▼▼▼

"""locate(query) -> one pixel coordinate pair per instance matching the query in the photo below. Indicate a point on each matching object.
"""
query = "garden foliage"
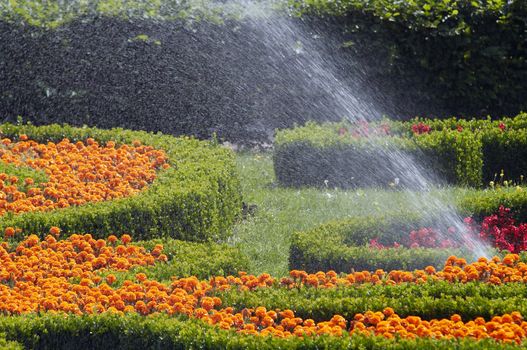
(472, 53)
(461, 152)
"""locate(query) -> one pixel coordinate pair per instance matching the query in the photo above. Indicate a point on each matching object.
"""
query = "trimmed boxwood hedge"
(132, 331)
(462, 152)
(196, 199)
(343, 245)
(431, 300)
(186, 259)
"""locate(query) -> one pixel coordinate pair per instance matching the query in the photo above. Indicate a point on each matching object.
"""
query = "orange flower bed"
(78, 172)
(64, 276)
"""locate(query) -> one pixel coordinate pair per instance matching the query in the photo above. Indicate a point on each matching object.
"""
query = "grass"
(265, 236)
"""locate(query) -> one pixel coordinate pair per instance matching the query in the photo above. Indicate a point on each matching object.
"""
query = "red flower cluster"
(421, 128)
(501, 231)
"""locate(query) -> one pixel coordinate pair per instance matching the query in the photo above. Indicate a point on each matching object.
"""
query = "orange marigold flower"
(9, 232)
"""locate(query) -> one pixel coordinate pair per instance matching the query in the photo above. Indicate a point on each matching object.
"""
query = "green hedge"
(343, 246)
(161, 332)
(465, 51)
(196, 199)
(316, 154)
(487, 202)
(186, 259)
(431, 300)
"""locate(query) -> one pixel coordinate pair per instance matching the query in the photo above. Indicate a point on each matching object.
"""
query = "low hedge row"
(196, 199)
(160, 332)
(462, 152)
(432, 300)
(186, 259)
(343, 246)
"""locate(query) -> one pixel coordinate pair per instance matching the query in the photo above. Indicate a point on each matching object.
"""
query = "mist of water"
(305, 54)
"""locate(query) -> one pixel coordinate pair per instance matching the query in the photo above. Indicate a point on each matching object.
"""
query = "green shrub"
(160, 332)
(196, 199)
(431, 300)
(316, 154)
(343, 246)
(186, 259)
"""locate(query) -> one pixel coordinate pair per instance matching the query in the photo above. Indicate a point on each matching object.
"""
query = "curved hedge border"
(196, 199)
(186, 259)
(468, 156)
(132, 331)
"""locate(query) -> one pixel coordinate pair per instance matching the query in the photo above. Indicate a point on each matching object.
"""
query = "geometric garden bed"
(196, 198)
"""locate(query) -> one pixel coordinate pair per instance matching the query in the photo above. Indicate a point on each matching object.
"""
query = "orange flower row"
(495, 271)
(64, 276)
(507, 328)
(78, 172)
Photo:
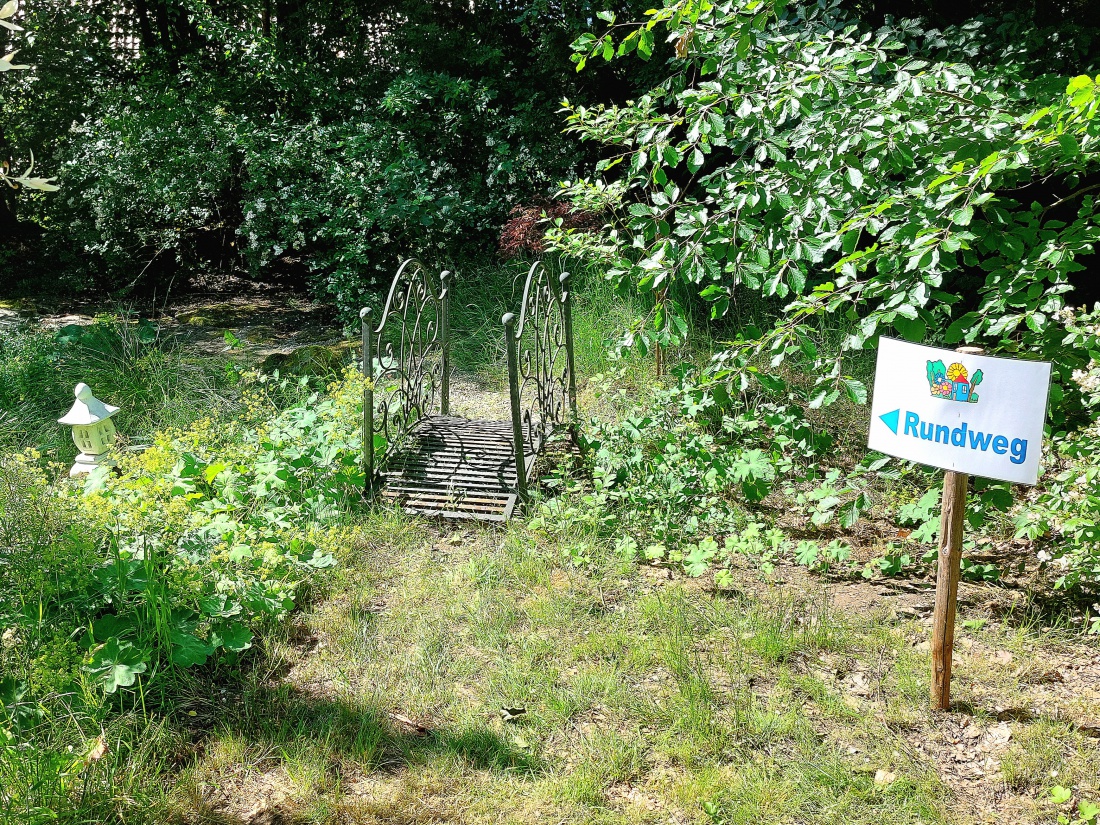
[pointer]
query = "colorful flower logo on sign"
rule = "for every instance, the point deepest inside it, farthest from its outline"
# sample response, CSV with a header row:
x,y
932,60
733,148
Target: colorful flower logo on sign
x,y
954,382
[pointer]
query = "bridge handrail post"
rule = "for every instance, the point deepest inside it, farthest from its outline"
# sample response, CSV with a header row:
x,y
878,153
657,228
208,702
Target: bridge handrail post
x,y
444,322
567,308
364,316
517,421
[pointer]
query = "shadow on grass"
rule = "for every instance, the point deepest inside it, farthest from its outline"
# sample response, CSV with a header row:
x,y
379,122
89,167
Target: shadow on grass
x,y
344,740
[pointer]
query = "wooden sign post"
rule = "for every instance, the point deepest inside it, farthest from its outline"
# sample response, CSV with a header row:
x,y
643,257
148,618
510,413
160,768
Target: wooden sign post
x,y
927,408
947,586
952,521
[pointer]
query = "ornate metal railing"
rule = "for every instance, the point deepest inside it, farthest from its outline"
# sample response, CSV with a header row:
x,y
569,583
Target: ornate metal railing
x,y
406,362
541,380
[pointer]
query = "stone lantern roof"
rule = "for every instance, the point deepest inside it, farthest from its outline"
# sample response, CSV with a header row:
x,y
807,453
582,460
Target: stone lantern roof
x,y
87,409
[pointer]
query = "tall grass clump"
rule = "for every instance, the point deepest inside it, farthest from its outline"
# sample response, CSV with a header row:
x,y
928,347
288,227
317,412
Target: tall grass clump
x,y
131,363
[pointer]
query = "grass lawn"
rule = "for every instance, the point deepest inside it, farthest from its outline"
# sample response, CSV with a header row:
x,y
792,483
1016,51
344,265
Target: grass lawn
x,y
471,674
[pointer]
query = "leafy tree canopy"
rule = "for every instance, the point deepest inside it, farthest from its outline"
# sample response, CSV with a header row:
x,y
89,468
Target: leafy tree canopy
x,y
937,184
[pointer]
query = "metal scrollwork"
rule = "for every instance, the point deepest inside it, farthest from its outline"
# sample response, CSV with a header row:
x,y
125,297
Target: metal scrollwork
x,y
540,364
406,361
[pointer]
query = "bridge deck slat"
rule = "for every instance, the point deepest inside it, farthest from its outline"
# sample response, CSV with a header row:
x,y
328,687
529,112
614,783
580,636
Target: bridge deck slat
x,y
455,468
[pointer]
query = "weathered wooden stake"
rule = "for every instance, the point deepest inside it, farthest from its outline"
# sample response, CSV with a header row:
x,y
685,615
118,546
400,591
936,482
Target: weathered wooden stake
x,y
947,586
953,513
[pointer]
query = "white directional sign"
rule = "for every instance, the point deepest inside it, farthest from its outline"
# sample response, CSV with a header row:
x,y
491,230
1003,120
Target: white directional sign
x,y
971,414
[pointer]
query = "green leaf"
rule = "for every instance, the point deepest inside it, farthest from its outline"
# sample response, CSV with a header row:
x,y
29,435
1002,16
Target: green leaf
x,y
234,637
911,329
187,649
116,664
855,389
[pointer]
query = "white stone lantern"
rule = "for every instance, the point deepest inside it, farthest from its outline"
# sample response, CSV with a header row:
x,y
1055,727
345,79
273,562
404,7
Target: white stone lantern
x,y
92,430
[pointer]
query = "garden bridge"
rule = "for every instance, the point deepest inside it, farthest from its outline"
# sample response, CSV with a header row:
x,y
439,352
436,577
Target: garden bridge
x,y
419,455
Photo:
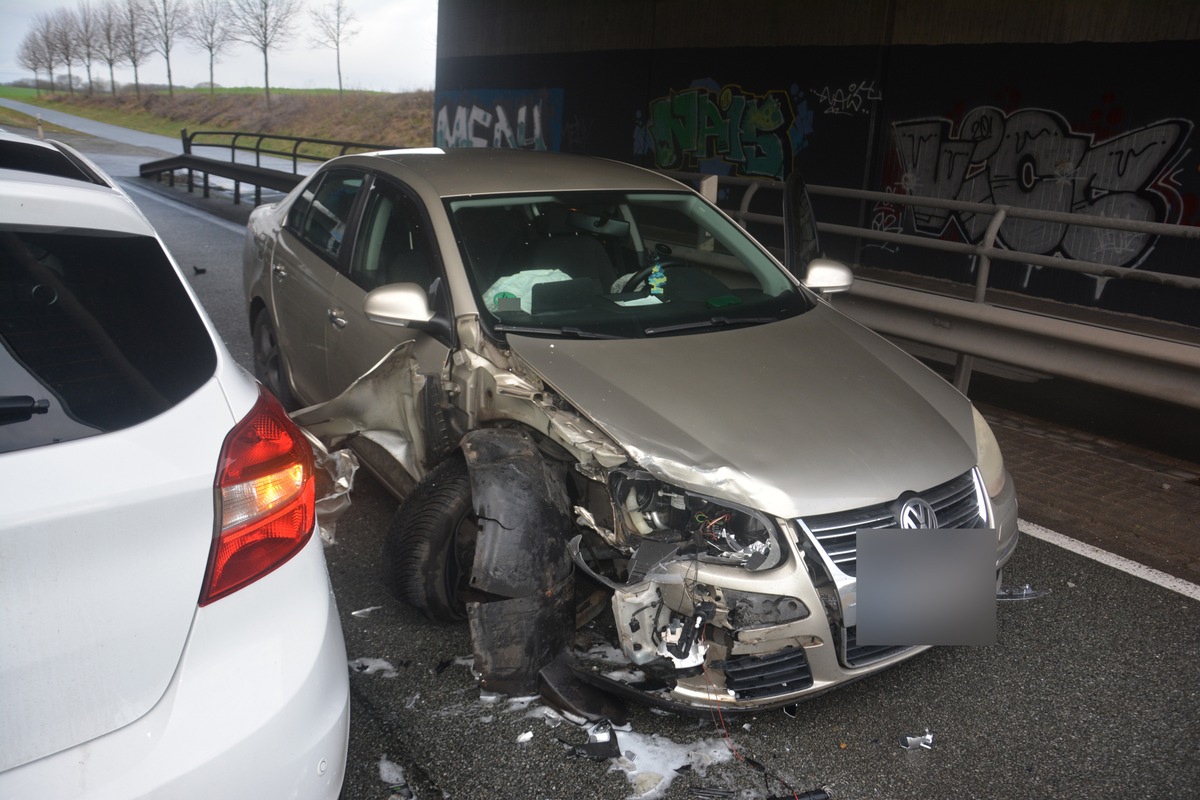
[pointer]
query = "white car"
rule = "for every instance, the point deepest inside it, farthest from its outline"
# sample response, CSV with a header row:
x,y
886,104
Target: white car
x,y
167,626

▲▲▲

WORK TASK: Reproduce the material above in full and without alteration, but skip all pictures.

RESPONSE:
"""locate(query) -> one pixel coordinate pair per instance matching the query in the photo below. Indicate a point on each matching object.
"""
query = "garden foliage"
(472, 53)
(461, 152)
"""locate(query) -> one pixel coordinate pair per instance matching the query in the photo above. Indicate a point on each matching object.
"""
query = "trimmed boxwood hedge"
(132, 331)
(462, 152)
(196, 199)
(343, 245)
(431, 300)
(186, 259)
"""locate(query) -> one pixel coordinate pair per instance matching the query in the photo above. Indicate a point on each matching object.
"""
query = "orange flower bed"
(78, 172)
(64, 276)
"""locate(query) -> one pixel coordinate pair per instance matching the query in the photo above. Indicate a point on each matching object.
"""
query = "grass"
(265, 236)
"""locate(query) -> one pixel coordinate pair per instance matching the query in the photo above. Indicate a point on each matching object.
"""
query = "red flower cluster"
(421, 128)
(501, 231)
"""locate(query) -> one pixel coordinate pair per instance matching the query in the photo above. Indicate a point on each matching object.
"""
query = "orange marigold flower"
(9, 232)
"""locate(query) -> one pixel coordinate pair per instance matching the query in the photo above. Indicate a point on each matching object.
"""
query = "green hedge"
(343, 246)
(161, 332)
(465, 51)
(196, 199)
(316, 154)
(487, 202)
(186, 259)
(431, 300)
"""locate(query) -> one pixel coordinate pair per instance matching the query in the photo above. Indicate a point on each matching object.
"""
query = "low hedge row"
(196, 199)
(160, 332)
(462, 152)
(432, 300)
(186, 259)
(343, 246)
"""locate(query) -> one pixel coordinate pair per instance matching the query in the photo above. Indicate a point on each matching object.
"""
query = "mist of water"
(305, 54)
"""locate(query) -> one pixel coordinate pair per instance matching the query in the photo above. Indicate a point on each matching object.
"""
query = "green shrub"
(160, 332)
(196, 199)
(431, 300)
(316, 154)
(343, 246)
(186, 259)
"""locate(query) -> one pixel coordinate pair per instance matching the query in the photo above. Indicate a point on each matching object.
"""
query = "curved hedge border"
(196, 199)
(186, 259)
(468, 156)
(132, 331)
"""locate(query) -> one pixel coordinate pair per instance matching the query in the photo above. Indicate a point on each matching object.
"""
query = "geometric garden bed"
(196, 198)
"""locate(query) -> one pixel coordinate pair per instance matching the query in the photo above. Indicate a point on each matching object.
"""
query = "orange flower row"
(495, 271)
(64, 276)
(507, 328)
(78, 172)
Photo:
[pointer]
query = "colorful flower logo on sign"
rule = "for every instance, the point deepest inside it, farthest from its outline"
# sample response, CSV with a header row:
x,y
932,60
733,148
Target: colorful flower logo on sign
x,y
954,382
[pointer]
query = "bridge handrail post"
rule = "for every instance, the point deepest inside it, farthest from its outline"
# sample response, CSV with a header row:
x,y
878,153
657,228
208,702
Target: bridge handrail post
x,y
444,322
567,308
364,316
517,421
[pointer]
query = "shadow on grass"
rule = "for every instance, the point deepest inside it, farthest from its outline"
# sample response, CSV with a header row:
x,y
379,122
89,167
Target: shadow on grass
x,y
344,740
[pointer]
query = "wooden sign post"
rule = "for every instance, the point deepest inside it, farthest from its outline"
# sample response, CSV with a header row:
x,y
643,257
148,618
510,413
160,768
Target: wooden sign post
x,y
927,408
947,586
952,521
[pointer]
query = "ornate metal railing"
rule = "for every instance, the point deepest inside it, farthest from its outline"
# sample response, CSV with a header row:
x,y
569,583
Target: ornate metal railing
x,y
406,362
541,380
[pointer]
query = "stone lantern roof"
rule = "for every instance, the point deepest inside it, farthest from its outline"
# sample response, CSV with a header row:
x,y
807,453
582,460
Target: stone lantern roof
x,y
87,409
[pointer]
query = "tall grass clump"
rule = "for every instance, the point deepest inside it, farthest from its outline"
# sample response, CSV with a header row:
x,y
928,347
288,227
317,412
Target: tall grass clump
x,y
131,363
[pointer]
query = "grass lawn"
rule = "for every instance, the point deepest inside it, farthest from its outline"
# sample response, CSV with a header row:
x,y
792,483
1016,51
344,265
Target: grass lawn
x,y
471,674
[pointer]
query = "leafy tree canopy"
rule = "for every instance, the point deepest inside it, farthest from its outline"
# sample response, CSV with a header row:
x,y
89,468
Target: leafy tree canopy
x,y
937,184
[pointer]
query = "metal scrollwork"
rule = "for every instance, the point deepest inside it, farthest from its outline"
# sample response, CSV with a header row:
x,y
125,297
Target: metal scrollwork
x,y
540,364
406,361
[pointer]
query = "bridge deck slat"
rule = "for every instance, the point deepest inside it, farthest from its outline"
# sample response, CSV with a header row:
x,y
328,687
529,112
614,783
580,636
Target: bridge deck slat
x,y
455,468
[pointer]
query = "weathered wooden stake"
rule = "for every instance, the point deepest inside it, farthest from its outline"
# sample response, CSV with a header row:
x,y
685,615
118,546
400,591
936,482
Target: weathered wooden stake
x,y
947,586
953,513
[pointer]
query = "white directional sign"
rule = "for every instance, the point deepest inside it, farthest from its outline"
# sample response, CSV with a header row:
x,y
491,230
1003,120
Target: white directional sign
x,y
971,414
[pointer]
query = "green leaf"
rule = "for every instance, the point deepest inside it, farthest from its outline"
# sample response, CSV with a header row:
x,y
29,435
1002,16
Target: green leaf
x,y
234,637
911,329
187,649
116,664
855,389
[pointer]
query = "white stone lantern"
rule = "for every instance, the point deepest inside it, farthest from its outline"
# sample response, CSV with a header row:
x,y
1055,727
345,79
273,562
404,7
Target: white stone lantern
x,y
92,430
[pointer]
query = "garden bridge"
rule = "for every instance, the point deepest inside it, farthest from its outline"
# sample response, CSV with a header row:
x,y
439,352
436,577
Target: garden bridge
x,y
419,455
Photo:
[pointer]
query = "white car"
rule = "for every instance, the point deepest inside it, farthest from its outline"
# sample response, CSV with a header row:
x,y
886,104
Target: white car
x,y
167,626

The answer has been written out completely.